(Aim of the exercise)
Copy the lines of the items below verbatim, from the line containing "TARGET = chef's apron" through the last line of the items.

***** Stored records

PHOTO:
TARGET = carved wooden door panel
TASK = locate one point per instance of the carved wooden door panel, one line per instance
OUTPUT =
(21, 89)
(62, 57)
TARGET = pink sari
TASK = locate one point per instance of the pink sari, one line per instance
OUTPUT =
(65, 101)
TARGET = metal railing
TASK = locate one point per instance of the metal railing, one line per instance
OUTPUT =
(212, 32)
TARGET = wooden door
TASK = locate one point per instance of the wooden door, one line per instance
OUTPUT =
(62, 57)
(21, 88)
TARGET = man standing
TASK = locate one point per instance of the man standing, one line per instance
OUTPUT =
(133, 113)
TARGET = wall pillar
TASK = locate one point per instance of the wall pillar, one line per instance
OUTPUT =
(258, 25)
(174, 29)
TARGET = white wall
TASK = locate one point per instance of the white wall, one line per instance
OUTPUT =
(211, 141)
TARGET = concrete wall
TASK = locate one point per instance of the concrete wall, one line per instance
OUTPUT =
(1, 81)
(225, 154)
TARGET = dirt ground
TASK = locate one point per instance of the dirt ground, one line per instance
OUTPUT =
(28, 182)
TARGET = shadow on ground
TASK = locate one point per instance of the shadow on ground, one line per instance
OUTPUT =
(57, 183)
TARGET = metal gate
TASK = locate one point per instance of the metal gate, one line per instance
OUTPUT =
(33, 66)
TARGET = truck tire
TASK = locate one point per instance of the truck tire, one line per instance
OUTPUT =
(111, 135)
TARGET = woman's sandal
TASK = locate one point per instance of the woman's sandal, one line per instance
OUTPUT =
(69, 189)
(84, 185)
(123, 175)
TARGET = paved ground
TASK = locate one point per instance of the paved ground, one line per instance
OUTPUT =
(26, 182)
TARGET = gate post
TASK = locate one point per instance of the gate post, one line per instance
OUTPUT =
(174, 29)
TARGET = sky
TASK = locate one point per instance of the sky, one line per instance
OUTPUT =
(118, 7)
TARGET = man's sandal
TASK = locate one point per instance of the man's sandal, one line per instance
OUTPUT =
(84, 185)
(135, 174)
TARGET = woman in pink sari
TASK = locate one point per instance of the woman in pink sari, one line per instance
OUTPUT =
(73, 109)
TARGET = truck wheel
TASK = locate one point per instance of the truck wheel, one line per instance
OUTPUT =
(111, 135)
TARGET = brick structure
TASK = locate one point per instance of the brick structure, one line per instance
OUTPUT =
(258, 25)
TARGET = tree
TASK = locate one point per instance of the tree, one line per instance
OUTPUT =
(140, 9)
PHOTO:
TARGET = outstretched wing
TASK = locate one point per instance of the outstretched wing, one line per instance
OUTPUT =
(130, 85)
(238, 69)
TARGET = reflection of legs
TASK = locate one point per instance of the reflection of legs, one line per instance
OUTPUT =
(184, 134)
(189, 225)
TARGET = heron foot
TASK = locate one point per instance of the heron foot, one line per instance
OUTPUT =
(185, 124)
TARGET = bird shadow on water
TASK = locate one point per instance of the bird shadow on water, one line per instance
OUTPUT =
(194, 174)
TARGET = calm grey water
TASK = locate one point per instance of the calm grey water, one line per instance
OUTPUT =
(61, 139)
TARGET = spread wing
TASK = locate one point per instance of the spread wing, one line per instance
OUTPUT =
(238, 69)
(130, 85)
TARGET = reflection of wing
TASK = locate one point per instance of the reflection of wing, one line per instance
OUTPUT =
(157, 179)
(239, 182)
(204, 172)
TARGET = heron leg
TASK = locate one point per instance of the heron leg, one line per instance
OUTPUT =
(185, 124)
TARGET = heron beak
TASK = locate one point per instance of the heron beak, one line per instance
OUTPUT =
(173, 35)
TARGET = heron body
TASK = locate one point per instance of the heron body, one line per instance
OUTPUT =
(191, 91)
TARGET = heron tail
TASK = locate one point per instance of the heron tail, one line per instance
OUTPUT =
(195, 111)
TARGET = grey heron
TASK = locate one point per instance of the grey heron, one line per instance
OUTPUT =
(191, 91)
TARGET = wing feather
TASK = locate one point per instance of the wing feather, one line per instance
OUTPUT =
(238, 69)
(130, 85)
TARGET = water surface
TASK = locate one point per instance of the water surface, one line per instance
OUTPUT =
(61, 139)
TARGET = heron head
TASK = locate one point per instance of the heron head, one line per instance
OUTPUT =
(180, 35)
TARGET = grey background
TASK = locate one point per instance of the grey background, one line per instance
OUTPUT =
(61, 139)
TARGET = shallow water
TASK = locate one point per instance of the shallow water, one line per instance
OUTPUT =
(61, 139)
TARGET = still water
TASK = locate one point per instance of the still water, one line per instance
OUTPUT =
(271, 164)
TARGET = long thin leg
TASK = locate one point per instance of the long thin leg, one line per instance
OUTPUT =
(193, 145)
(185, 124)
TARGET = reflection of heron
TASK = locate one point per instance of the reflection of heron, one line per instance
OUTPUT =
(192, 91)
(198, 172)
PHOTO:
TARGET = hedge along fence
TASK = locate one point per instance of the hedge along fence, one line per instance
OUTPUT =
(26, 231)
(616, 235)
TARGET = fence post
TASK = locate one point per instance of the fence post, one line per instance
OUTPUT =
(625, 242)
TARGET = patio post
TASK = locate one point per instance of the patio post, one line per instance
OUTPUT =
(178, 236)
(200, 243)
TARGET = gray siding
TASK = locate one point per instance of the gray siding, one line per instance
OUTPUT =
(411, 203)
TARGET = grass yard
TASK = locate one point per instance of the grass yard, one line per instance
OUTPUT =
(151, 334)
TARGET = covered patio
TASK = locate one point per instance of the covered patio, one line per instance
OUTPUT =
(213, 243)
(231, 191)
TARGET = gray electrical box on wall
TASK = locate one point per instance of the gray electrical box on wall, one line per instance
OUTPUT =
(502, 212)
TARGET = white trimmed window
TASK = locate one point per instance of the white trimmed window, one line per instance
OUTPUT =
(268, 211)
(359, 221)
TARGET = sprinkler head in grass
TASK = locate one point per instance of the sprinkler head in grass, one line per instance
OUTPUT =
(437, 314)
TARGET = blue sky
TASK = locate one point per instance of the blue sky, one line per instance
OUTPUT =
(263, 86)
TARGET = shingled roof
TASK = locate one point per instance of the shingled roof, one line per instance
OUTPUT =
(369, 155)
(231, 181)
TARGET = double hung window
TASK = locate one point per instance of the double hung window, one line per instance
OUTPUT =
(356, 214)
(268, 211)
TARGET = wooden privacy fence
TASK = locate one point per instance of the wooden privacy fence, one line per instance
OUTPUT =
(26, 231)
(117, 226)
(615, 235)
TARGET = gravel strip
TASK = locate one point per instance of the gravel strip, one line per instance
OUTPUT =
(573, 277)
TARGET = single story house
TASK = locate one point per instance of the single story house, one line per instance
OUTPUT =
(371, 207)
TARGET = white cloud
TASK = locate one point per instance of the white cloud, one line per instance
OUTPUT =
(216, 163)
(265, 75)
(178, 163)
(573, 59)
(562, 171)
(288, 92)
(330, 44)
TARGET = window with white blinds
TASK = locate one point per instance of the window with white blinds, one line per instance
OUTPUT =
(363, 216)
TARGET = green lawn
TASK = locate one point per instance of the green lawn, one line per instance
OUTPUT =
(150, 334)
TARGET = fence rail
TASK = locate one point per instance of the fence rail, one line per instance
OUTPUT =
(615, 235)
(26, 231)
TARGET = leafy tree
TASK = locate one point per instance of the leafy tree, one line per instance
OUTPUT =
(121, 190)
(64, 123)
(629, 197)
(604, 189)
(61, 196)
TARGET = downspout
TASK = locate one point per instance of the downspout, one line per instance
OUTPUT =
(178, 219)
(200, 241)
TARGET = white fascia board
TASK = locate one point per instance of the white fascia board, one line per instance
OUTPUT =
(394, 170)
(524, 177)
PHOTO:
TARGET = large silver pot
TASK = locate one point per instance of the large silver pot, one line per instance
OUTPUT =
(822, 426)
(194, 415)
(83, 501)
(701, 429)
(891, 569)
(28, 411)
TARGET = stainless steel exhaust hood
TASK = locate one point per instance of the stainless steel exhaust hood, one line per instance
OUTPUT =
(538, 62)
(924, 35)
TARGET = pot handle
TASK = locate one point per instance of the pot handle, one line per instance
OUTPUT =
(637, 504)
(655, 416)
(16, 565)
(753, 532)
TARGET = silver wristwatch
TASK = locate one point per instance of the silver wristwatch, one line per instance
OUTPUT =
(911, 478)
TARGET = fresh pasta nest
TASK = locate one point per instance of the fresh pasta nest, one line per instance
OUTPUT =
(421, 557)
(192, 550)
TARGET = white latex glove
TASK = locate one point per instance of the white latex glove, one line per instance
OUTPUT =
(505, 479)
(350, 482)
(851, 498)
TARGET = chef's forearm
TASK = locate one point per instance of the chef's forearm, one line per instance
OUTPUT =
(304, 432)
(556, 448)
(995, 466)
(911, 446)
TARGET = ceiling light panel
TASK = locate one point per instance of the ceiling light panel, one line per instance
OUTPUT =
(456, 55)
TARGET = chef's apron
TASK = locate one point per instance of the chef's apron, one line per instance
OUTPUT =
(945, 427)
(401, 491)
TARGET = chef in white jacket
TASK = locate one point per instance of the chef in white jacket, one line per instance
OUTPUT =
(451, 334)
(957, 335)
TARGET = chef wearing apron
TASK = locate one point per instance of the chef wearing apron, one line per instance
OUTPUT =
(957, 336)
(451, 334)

**********

(Expected output)
TARGET = chef's apron
TASK = locate one point per instance of the chef's apron, one line per instance
OUTPUT =
(945, 427)
(401, 491)
TARGET = chef in white jacket
TASK = locate one point per instance of the chef in white jacket, one line per instance
OUTPUT =
(451, 334)
(957, 335)
TARGET = chef wearing apron
TASK = locate one point per instance of the chef wearing apron, one line per instance
OUTPUT =
(957, 336)
(451, 334)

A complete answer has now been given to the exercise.